Records from a dataset
>> begin

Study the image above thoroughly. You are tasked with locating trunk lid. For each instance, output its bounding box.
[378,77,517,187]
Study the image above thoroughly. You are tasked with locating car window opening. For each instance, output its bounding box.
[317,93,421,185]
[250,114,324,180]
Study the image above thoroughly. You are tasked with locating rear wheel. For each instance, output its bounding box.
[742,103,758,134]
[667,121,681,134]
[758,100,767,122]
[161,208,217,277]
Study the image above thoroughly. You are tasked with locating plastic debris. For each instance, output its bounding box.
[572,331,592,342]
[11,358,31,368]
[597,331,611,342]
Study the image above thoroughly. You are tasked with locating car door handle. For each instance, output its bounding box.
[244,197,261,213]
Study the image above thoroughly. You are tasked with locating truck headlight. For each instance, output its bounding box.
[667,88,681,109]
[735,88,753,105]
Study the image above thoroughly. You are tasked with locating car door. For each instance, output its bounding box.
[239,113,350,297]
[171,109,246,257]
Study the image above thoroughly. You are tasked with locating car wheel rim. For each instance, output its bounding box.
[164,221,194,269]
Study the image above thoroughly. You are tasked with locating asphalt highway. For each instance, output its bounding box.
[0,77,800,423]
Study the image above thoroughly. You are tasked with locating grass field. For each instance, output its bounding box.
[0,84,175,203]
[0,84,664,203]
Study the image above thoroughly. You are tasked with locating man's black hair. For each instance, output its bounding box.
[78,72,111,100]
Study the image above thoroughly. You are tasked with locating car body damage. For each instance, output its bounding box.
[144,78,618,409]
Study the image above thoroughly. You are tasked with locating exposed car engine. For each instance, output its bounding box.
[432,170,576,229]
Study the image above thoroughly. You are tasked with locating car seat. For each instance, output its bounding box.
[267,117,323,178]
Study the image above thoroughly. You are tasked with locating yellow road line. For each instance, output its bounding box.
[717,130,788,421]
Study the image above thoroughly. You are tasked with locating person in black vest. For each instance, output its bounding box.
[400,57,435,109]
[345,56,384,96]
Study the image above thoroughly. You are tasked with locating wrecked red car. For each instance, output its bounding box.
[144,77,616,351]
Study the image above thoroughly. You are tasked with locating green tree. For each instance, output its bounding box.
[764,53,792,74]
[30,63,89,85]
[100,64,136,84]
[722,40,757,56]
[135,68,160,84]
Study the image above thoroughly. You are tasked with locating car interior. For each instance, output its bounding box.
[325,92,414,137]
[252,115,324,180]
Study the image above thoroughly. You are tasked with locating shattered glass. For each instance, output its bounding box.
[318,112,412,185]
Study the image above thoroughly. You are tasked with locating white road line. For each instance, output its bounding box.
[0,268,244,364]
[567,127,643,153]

>> end

● **Given exercise**
Identify each line in the records above that contains the word "door" and copy every such line in full.

● **Exercise response**
Study the image above thoroughly. You are tasked with locating car door handle. For each instance, output its bounding box.
Study the image above thoroughly. You are tasked with locating car door. For each instance, output its bounding box.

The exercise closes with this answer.